■ Input data
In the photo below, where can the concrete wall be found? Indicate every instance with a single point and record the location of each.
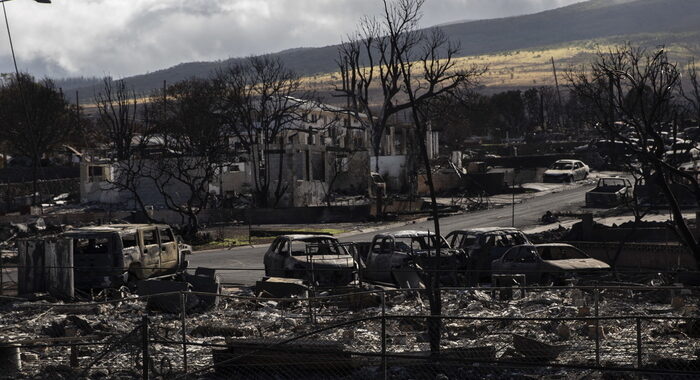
(354, 175)
(393, 169)
(308, 193)
(641, 256)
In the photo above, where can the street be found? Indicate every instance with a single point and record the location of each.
(244, 265)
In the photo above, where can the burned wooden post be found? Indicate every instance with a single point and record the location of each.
(46, 265)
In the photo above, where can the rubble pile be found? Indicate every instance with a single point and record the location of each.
(537, 325)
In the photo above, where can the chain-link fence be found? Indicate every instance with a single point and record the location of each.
(506, 332)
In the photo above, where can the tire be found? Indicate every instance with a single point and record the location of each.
(546, 280)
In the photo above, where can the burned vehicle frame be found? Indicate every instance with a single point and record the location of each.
(482, 246)
(317, 259)
(114, 255)
(403, 259)
(609, 192)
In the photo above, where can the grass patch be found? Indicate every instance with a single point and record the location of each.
(243, 240)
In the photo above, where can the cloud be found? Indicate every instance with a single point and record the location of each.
(122, 38)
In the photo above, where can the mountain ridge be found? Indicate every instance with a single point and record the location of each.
(590, 20)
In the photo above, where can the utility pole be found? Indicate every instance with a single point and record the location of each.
(559, 104)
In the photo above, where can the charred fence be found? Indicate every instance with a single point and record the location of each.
(501, 332)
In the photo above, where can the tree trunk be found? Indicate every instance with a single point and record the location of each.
(433, 287)
(682, 227)
(35, 180)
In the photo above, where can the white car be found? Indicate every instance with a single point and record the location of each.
(566, 171)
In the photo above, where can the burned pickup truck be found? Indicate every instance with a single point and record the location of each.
(118, 254)
(316, 259)
(401, 259)
(483, 245)
(610, 192)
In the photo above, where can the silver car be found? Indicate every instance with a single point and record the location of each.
(566, 171)
(549, 263)
(316, 259)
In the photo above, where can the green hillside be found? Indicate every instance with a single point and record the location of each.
(672, 23)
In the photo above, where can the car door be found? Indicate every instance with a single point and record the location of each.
(169, 256)
(379, 263)
(280, 256)
(267, 257)
(150, 252)
(578, 171)
(527, 262)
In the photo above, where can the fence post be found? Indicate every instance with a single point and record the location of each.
(596, 295)
(384, 366)
(2, 283)
(639, 342)
(144, 347)
(184, 332)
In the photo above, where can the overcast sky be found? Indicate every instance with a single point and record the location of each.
(129, 37)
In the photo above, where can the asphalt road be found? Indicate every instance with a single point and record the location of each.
(244, 265)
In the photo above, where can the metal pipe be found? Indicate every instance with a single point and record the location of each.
(184, 332)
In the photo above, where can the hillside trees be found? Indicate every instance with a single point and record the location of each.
(260, 98)
(117, 108)
(411, 68)
(35, 119)
(635, 97)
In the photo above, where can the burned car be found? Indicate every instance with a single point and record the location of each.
(610, 192)
(549, 263)
(117, 254)
(316, 259)
(483, 245)
(400, 258)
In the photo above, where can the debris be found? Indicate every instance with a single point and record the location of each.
(279, 287)
(591, 332)
(564, 331)
(583, 311)
(10, 363)
(169, 303)
(29, 357)
(677, 303)
(215, 329)
(206, 281)
(257, 356)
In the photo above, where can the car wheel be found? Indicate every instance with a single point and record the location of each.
(546, 280)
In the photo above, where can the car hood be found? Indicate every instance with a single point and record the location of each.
(557, 172)
(577, 264)
(326, 261)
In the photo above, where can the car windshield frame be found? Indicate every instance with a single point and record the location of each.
(312, 246)
(579, 254)
(562, 166)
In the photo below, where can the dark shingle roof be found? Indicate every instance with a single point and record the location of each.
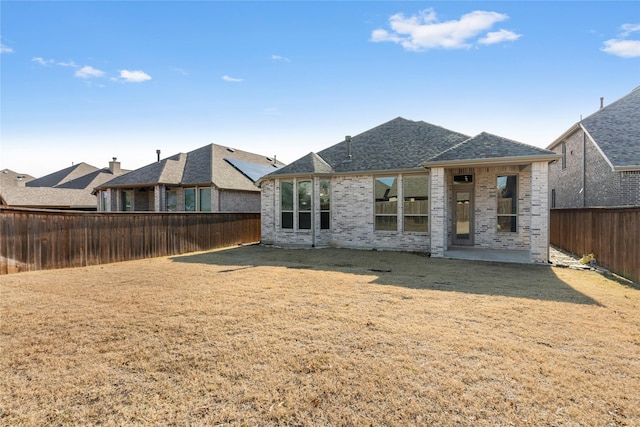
(9, 178)
(486, 146)
(616, 130)
(205, 165)
(311, 163)
(394, 145)
(404, 144)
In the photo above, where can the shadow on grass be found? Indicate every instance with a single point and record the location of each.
(404, 269)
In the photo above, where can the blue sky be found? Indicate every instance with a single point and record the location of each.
(88, 81)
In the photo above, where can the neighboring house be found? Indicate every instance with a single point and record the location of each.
(68, 189)
(600, 158)
(413, 186)
(212, 178)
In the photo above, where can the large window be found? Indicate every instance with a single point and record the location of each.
(126, 201)
(190, 199)
(386, 204)
(204, 199)
(508, 203)
(286, 204)
(304, 205)
(415, 193)
(172, 201)
(325, 204)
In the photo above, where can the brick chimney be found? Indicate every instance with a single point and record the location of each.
(114, 166)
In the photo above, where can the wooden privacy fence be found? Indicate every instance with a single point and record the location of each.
(612, 234)
(41, 240)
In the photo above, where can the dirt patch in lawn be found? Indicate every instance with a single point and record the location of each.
(264, 336)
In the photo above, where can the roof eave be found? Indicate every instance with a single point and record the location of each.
(627, 168)
(347, 173)
(564, 136)
(493, 161)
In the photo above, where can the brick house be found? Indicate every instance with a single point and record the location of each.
(212, 178)
(600, 158)
(412, 186)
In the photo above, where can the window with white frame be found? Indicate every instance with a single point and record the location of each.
(386, 203)
(415, 193)
(304, 205)
(507, 192)
(190, 199)
(172, 201)
(204, 199)
(126, 199)
(286, 204)
(325, 204)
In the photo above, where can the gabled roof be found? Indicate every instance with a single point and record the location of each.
(62, 176)
(309, 164)
(615, 130)
(204, 166)
(485, 148)
(402, 144)
(47, 197)
(9, 178)
(91, 180)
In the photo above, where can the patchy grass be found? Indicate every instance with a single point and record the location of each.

■ Activity
Give the entries back verbatim and omit the images.

■ Task response
In the photo below, where can the concrete wall be found? Indicate every instance with a single point and record the location of each.
(354, 175)
(393, 169)
(308, 193)
(641, 256)
In the photo above, where can the street be found? Indicate every instance with a single point and record the location of each.
(244, 265)
In the photo above, where can the burned wooden post be found? Indicate every instance with a single point and record the location of each.
(46, 265)
In the photo above, where can the rubble pile be found? Indicate every instance with a single point and record the location of each.
(537, 325)
In the photo above, where can the chain-link fence be found? Indicate every instance with a single point and record the location of each.
(506, 332)
In the photo above, where can the tire be found? Indicate every instance with a single point and record the location of each.
(546, 280)
In the photo above, where can the burned vehicle frame be found? Indicate every instance with a single point and record the location of each.
(482, 246)
(317, 259)
(114, 255)
(403, 259)
(609, 192)
In the photo above, where can the grass patch be found? Indicate every instance with a single point and record the location of each.
(243, 240)
In the photo above, where can the cloud be found? Indicate every instance with a single point and record the location of each.
(122, 38)
In the photo above, where can the mountain ridge be found? Indicate every instance with a single point and record the location of each.
(590, 20)
In the photo above, where can the utility pole be found? Indicate every instance with a single point and record the location of each.
(559, 104)
In the photo above, where can the charred fence be found? Indicate every instance with a single point and record the location of each.
(501, 332)
In the photo above, where can the tree trunk be found? Indicate every instance with a single point and record the location of each.
(433, 287)
(682, 227)
(35, 180)
In the photo above, where can the white car be found? Indicate every instance with a single point and record the location of each.
(566, 171)
In the photo above, where can the burned pickup truck be found? Indicate every instance with a single point and record the location of each.
(118, 254)
(316, 259)
(401, 259)
(483, 245)
(610, 192)
In the photo above, where can the silver car be found? Indicate every instance with a single point and record the location of each.
(566, 171)
(549, 263)
(316, 259)
In the photo above, where can the green hillside be found? Indicate every instance with a single point and record the location of each.
(672, 23)
In the photo above, where can the car door be found? Indicate every instance with a single point and record the location of each.
(169, 256)
(379, 263)
(280, 256)
(267, 257)
(150, 252)
(578, 171)
(527, 262)
In the photo above, where can the fence post be found? Indicate every instance with a single point and record the location of each.
(596, 295)
(384, 366)
(2, 283)
(639, 342)
(144, 347)
(184, 332)
In the photo above, where can the overcast sky be found? Indicate every instance with a single point and record the location of each.
(129, 37)
In the photo above, where can the asphalt road be found? Indicate every instance with a single point and record the location of each.
(244, 265)
In the photo above, where can the metal pipe be found? Indicate every instance with a single point and record the location of each.
(184, 332)
In the photo above, where can the hillside trees be found? Indicate every instance with a single point and record the location of each.
(260, 98)
(117, 108)
(411, 68)
(35, 119)
(635, 97)
In the photo above, where can the burned car be found? Indicate every instance with a single point and record the location of each.
(610, 192)
(549, 263)
(117, 254)
(316, 259)
(483, 245)
(400, 258)
In the photo above, where can the debris be found? Indicate every instance with a single point and record the location of each.
(279, 287)
(591, 332)
(564, 331)
(583, 311)
(10, 363)
(169, 303)
(29, 357)
(677, 303)
(215, 329)
(206, 281)
(257, 356)
In the photo above, where can the car wheel be found? Indicate every instance with a single point and record the location of each.
(546, 280)
In the photo above, where can the car hood be found? Indicate every instance with a single point and record the location of each.
(557, 172)
(577, 264)
(326, 261)
In the photo above, where can the car windshield frame be found? Indicate every instance with a single point and record the location of each.
(312, 246)
(579, 254)
(562, 166)
In the photo below, where can the dark shingle roof be found? Indicate every instance with a single point and record the location of each.
(9, 178)
(486, 146)
(616, 130)
(205, 165)
(311, 163)
(394, 145)
(404, 144)
In the photo above, where can the shadow on grass be found? Indicate every instance with a single point and record the location of each.
(404, 269)
In the photo above, where can the blue sky be found? Indicate every instance with a single point and record the location of each.
(88, 81)
In the photo above, where can the neighboring house be found? Indicate every instance with a single point and record the location of each.
(68, 189)
(600, 158)
(413, 186)
(212, 178)
In the photo above, where can the large window be found? Indicate every instance with a single point and record the location of each.
(126, 201)
(190, 199)
(386, 204)
(204, 199)
(508, 203)
(286, 204)
(304, 205)
(415, 193)
(172, 201)
(325, 204)
In the photo above, where can the brick chimney be found? Indicate every instance with a single point and record the location of each.
(114, 166)
In the photo above, where can the wooden privacy fence be found? Indicate every instance with a single point and record the location of each.
(612, 234)
(41, 240)
In the photo above, where can the dirt patch in lawn be found? Indicate every instance with a single point and record the location of each.
(264, 336)
In the photo above, where can the roof eave be found? Indicate every instance with a single point and record the location of each.
(627, 168)
(347, 173)
(564, 136)
(493, 161)
In the photo above, where can the brick house be found? Indicate every instance with a single point and record the location of each.
(212, 178)
(600, 158)
(412, 186)
In the photo above, where can the window with white frame be found? Indicate every instance with a single point and record the location of each.
(386, 203)
(415, 193)
(304, 205)
(507, 192)
(190, 199)
(172, 201)
(204, 199)
(126, 199)
(286, 204)
(325, 204)
In the photo above, where can the gabled roof be found? Indicate every instance with a single point and record the location of each.
(62, 176)
(309, 164)
(615, 130)
(204, 166)
(485, 148)
(402, 144)
(47, 197)
(9, 178)
(91, 180)
In the photo above, where can the patchy grass be found? Indicate every instance with a single point and record the location of each.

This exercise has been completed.